Position annotation records:
[start]

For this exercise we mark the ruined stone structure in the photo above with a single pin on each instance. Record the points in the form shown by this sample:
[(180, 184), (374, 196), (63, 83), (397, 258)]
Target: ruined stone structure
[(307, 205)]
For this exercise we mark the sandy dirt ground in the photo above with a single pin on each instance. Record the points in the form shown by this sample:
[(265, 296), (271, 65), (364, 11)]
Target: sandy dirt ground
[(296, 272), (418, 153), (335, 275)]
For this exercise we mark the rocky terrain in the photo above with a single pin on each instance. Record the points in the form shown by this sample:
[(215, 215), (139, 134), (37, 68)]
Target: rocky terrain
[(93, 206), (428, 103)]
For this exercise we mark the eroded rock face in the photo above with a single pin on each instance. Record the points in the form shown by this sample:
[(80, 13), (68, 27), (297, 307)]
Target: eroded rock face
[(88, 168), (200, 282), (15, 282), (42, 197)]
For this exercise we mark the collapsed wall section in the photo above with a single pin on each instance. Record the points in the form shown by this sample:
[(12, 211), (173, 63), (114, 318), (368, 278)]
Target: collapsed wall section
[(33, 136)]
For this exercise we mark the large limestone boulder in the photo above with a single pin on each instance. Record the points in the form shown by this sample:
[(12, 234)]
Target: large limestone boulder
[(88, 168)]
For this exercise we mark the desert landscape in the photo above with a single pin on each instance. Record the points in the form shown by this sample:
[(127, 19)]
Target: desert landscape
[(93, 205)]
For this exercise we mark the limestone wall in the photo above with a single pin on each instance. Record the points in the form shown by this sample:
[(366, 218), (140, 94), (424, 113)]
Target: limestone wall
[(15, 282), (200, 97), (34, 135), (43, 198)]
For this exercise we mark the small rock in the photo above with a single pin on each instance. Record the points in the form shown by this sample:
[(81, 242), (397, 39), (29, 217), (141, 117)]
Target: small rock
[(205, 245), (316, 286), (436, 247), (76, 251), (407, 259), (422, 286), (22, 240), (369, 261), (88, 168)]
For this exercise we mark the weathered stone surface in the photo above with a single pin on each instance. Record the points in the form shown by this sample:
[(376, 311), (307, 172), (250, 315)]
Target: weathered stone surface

[end]

Scale the entries from their start through the line containing "[(307, 205)]" by copying that part in full and multiplying each answer coordinate by 1.7, rounding to whole numbers with halves going up. Leave every other line and number as it stands.

For this exercise we mark the ruined stone structure in the photo above with a single pin on each instance. Record the points in the form shown by this sample:
[(180, 184), (374, 196), (63, 83), (397, 258)]
Target: ruined stone structure
[(522, 349)]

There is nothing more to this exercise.